In Response to a Colleague’s Question…

Q:Dear Colleagues,
We are starting a new hospitalist service (non teaching) in an academic institution. Currently we have a system that mandates ED physician to call hospitalist (non teaching) for all inpatient admissions. Then hospitalist will decide whether patient needs to be admitted or not. If needs admission, he needs to decide whether it is for teaching and non teaching. All the non teaching admissions will go for hospitalist service. If it is a teaching admission he needs to call the resident for the admissions.
I am curious about thoughts. Is it going to be sustainable for long time without hospitalist being burn out quickly and treated as a second grade academician?
I am also curious how to integrate the non teaching service with teaching service.

Reply:

This is a very common scenario at many teaching programs (both university and community types).

In my opinion, the “non-teaching service” concept can be difficult to manage. As one of my former professors stated in Oslerian fashion,”All patients are teaching cases.”

━━━━━━━━━━━━━━━━━━━━

» Your instructions:
Write the next part of the reply on the non-teaching hospitalist service, starting right after its last sentence.

Text-to-region grounding records:
━━━━━━━━━━━━━━━━━━━━

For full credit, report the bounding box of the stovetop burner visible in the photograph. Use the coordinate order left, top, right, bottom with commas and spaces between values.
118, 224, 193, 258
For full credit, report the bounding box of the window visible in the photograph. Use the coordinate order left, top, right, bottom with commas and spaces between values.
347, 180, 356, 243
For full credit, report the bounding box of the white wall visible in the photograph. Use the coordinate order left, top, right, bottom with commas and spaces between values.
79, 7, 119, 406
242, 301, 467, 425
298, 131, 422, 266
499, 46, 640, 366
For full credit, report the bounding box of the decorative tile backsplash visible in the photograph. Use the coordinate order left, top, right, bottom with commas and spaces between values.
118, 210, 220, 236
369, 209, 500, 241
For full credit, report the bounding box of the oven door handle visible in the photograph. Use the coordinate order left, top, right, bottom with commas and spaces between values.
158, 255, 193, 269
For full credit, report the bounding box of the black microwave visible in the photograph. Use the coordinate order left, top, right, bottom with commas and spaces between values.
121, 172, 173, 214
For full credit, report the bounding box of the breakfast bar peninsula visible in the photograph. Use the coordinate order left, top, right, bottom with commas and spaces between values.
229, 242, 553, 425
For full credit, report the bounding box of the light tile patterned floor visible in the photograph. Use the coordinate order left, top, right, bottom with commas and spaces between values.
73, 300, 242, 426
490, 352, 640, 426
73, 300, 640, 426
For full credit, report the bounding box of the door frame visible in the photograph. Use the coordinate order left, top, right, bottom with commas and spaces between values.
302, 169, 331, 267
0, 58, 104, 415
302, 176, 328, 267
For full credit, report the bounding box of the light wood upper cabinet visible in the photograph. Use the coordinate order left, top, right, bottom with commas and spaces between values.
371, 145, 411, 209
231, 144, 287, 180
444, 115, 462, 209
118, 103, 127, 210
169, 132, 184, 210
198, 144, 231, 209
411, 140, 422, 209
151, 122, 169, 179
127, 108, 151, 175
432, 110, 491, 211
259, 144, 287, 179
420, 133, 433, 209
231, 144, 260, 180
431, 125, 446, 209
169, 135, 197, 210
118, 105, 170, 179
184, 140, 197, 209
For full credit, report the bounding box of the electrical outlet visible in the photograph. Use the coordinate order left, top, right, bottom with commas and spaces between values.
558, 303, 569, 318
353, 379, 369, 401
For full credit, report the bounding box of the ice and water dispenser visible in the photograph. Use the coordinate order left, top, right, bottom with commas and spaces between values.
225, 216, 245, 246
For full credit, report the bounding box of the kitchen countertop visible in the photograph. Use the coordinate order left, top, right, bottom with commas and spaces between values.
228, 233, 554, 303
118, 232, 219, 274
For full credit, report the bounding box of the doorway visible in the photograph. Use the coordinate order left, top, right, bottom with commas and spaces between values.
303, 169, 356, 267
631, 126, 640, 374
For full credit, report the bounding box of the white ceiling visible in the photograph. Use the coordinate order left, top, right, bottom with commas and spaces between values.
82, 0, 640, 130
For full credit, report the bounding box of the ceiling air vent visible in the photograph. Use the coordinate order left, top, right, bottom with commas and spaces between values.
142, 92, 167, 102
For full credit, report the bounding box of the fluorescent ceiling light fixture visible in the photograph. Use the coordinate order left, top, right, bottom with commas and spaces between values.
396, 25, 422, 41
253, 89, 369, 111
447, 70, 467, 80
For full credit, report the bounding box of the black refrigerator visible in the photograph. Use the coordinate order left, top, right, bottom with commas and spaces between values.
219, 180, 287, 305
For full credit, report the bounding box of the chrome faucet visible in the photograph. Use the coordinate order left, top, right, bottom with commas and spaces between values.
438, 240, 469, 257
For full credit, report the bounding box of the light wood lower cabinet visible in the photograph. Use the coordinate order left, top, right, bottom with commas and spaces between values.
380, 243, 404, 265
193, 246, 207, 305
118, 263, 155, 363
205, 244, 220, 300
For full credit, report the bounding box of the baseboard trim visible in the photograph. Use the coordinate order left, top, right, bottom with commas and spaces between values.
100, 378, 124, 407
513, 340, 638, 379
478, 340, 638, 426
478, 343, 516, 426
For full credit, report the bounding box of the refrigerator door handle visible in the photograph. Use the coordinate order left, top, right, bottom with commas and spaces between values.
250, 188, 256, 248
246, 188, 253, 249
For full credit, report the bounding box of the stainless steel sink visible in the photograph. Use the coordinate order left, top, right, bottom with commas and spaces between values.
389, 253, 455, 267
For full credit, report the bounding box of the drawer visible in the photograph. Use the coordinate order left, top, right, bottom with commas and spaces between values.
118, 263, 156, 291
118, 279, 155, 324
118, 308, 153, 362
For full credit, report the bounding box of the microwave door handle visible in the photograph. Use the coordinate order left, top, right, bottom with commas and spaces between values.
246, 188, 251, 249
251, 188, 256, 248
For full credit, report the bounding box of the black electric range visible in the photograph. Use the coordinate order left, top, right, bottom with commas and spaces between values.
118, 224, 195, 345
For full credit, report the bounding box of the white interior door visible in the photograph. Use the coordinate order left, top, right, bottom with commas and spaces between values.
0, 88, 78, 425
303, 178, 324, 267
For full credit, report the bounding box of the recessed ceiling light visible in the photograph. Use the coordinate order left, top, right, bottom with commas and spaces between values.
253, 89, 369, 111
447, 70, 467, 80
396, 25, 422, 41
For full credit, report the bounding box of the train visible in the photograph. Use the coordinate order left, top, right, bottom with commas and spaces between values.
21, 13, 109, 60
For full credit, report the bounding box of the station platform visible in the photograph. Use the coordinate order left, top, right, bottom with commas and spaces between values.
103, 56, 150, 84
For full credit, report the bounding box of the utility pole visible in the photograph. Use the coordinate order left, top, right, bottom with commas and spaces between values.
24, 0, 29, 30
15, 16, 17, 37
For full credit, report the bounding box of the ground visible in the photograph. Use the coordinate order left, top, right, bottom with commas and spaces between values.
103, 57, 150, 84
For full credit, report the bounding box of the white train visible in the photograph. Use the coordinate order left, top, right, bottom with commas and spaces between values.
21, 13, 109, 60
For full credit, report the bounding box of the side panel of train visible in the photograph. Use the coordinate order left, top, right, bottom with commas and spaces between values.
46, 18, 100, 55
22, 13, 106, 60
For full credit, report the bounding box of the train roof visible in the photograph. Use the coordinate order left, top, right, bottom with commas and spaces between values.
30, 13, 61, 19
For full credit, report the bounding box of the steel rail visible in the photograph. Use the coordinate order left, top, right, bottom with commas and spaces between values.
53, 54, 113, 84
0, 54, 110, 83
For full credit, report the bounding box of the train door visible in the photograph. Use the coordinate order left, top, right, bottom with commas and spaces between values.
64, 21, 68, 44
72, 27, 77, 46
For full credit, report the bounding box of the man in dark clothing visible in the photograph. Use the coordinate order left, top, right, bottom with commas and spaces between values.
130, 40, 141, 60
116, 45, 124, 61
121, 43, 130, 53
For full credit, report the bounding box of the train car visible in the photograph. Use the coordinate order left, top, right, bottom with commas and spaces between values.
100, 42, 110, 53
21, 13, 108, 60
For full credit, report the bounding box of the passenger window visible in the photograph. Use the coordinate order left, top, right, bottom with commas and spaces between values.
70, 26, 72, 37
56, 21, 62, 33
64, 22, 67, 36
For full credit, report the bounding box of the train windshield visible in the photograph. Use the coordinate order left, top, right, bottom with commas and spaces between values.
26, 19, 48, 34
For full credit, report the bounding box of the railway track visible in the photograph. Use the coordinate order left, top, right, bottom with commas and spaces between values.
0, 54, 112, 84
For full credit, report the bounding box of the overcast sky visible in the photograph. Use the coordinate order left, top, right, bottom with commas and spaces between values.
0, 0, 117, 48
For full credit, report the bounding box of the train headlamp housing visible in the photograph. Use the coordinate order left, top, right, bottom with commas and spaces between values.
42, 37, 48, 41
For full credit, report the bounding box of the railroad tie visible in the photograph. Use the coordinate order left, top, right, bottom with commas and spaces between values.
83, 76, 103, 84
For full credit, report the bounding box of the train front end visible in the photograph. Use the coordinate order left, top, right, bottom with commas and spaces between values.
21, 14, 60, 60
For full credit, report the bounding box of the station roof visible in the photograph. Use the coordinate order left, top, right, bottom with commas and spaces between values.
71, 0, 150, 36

━━━━━━━━━━━━━━━━━━━━

» Your response:
That being said, the reality of life post-ACGME mandate is not conducive to such altruistic axioms.

When developing a model that puts Emergency Room Physicians in a position to “justify” the admission, a whole new paradigm manifests.  My first recommendation is to take a close look at how those admission decisions will be made. If you give the Hospitalist the option to “refuse” an admit, you are setting the stage for conflict. So, to avoid “negotiating” admissions my recommendation follows:

If the ED Attending (not PA, or NP, or R3) feels that the best disposition for a patient is the hospital, AND the patient meets INTERQUAL or other standard criteria, the patient should be admitted.  Even if the INTERQUAL criteria are not met, and the ED Attending makes the disposition to Observation status, this should be honored. Now, if the Hospitalist or Nocturninst has gone to the ED, seen and evaluated the patient and still disagrees with the ED Attending’s disposition, the Hospitalist may  be in a position to offer advice to the ED Attending on how to most safely and effectively dispo the patient. This should be a rare circumstance. In no case should a hospitalist deny an admission without having personally seen, evaluated and discussed the patient with the ED staff.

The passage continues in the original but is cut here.